### Task objective
Convert each line of the data below into a JSON array of strings, one string per line, with blank lines omitted.

### Excerpted data

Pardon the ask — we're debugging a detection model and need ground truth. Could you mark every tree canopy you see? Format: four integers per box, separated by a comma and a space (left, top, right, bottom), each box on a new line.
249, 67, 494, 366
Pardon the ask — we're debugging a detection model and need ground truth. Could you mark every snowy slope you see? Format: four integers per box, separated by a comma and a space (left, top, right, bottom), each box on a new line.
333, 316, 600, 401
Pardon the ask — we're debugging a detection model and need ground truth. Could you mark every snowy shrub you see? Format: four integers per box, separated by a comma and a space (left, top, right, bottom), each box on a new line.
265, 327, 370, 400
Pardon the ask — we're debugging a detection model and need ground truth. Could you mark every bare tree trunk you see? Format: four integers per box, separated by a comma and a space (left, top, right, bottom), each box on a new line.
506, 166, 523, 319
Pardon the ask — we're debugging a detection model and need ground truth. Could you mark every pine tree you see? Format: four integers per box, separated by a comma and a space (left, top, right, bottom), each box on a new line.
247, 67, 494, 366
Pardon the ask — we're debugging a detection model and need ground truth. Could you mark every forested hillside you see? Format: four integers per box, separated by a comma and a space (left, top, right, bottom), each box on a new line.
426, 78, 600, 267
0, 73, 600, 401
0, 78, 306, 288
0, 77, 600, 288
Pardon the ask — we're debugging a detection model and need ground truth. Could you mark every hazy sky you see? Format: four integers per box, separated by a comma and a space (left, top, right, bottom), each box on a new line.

### Task answer
[
  "Pardon the ask — we're debugging a detection model and need ground truth. Could you mark every tree canopy you see? Format: four integers per box, separated by a comma and a space (left, top, right, bottom), each box on a new line.",
  "249, 67, 494, 366",
  "Pardon the ask — we're debugging a detection model and need ground truth. Could you mark every snowy slope you see? Format: four integers per box, separated by a comma and a space (left, top, right, bottom), each box on a new line.",
  "333, 316, 600, 401",
  "Pardon the ask — we're debugging a detection model and need ground truth. Could you mark every snowy shrub you see? Format: four integers per box, separated by a comma and a space (left, top, right, bottom), each box on a new line.",
  "265, 327, 370, 400",
  "Pardon the ask — we're debugging a detection model and need ground truth. Could you mark every bare tree trunk you see? Format: four integers per box, separated by a comma and a space (left, top, right, bottom), each box on a new line.",
  "506, 166, 523, 319",
  "Pardon the ask — we're debugging a detection model and need ground truth. Could you mark every pine tree you see? Format: four integers per box, separated by a comma and a space (left, top, right, bottom), each box on a new line.",
  "247, 67, 494, 366",
  "Pardon the ask — we're debugging a detection model and need ground truth. Could you mark every forested hillside you see? Format: four integers per box, separated by a comma and a space (left, top, right, bottom), each box on a new line.",
  "426, 78, 600, 267",
  "0, 73, 600, 401",
  "0, 78, 306, 288",
  "0, 77, 600, 288",
  "Pardon the ask — we're debugging a detection model and need ground truth. Could you mark every hazy sky you see? Format: four integers per box, separated by a comma and a space (left, top, right, bottom), each box on a new line."
]